==== Records for the task ====

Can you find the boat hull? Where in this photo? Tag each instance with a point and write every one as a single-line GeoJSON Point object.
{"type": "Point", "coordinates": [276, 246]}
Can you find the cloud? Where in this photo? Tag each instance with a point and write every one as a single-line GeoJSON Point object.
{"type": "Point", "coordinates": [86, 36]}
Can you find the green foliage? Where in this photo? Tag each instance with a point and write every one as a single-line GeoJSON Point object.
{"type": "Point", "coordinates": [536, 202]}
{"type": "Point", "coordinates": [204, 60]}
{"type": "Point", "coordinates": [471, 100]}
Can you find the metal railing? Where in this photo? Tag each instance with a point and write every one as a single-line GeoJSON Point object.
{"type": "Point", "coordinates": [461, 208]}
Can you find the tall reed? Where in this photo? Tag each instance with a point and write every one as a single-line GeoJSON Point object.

====
==== Records for the task ====

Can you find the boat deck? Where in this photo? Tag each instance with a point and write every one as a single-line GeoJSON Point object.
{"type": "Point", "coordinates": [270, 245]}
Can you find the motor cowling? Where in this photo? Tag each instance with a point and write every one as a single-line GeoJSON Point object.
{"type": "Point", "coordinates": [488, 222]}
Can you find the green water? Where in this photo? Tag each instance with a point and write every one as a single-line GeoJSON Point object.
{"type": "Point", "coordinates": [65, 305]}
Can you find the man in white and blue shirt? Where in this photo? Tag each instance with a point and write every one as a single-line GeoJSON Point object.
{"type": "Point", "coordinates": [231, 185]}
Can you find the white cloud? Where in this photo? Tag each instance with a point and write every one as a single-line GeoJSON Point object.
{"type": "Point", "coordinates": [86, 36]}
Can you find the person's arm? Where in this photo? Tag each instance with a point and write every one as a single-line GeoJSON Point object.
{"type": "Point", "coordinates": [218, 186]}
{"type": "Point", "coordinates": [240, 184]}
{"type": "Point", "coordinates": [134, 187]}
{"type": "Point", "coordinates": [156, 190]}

====
==== Records for the task ====

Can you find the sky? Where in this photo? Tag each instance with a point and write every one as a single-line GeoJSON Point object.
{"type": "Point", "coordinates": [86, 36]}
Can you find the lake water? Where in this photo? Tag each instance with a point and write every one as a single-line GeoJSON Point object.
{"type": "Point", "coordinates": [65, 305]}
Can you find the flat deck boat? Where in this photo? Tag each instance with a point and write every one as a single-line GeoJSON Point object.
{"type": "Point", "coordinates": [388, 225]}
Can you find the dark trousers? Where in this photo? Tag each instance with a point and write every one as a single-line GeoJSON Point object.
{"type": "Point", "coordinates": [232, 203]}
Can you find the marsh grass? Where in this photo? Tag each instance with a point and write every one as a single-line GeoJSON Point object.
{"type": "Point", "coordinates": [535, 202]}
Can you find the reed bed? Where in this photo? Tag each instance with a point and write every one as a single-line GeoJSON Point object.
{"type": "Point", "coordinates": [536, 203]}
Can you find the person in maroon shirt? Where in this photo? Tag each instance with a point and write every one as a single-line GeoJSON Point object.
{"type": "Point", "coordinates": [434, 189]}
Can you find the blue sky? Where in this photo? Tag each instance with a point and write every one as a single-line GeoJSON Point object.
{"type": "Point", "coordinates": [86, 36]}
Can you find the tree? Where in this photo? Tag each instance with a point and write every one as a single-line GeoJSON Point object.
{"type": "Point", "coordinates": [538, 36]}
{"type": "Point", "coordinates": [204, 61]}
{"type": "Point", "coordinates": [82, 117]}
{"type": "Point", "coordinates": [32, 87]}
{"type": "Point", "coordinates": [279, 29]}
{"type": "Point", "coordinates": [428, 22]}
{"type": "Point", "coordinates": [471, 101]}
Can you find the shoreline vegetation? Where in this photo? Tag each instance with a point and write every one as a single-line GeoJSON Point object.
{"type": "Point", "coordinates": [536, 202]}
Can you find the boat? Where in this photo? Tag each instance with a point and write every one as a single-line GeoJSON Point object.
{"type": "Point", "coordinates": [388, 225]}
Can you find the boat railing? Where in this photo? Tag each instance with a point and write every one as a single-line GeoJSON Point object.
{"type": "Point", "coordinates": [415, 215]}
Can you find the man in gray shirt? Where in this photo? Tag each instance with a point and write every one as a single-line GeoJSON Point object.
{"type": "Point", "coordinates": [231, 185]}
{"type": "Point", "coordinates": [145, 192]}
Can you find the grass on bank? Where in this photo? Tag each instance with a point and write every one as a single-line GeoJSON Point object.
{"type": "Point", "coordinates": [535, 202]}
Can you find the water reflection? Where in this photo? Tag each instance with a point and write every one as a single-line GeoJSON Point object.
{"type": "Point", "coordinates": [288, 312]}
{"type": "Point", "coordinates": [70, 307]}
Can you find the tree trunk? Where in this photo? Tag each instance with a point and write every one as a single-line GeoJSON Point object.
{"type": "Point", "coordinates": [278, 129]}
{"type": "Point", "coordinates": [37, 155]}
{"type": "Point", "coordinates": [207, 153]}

====

▸ Written task
Select each row above that contains the word "reed", and copy those rows in full.

▸ Written solution
Can you find the tall reed? Where in this photo? Tag each instance with a point and write every one as a single-line GeoJSON Point object.
Can you find the reed bed? Where in this photo? Tag each instance with a point and write every one as a single-line GeoJSON Point object.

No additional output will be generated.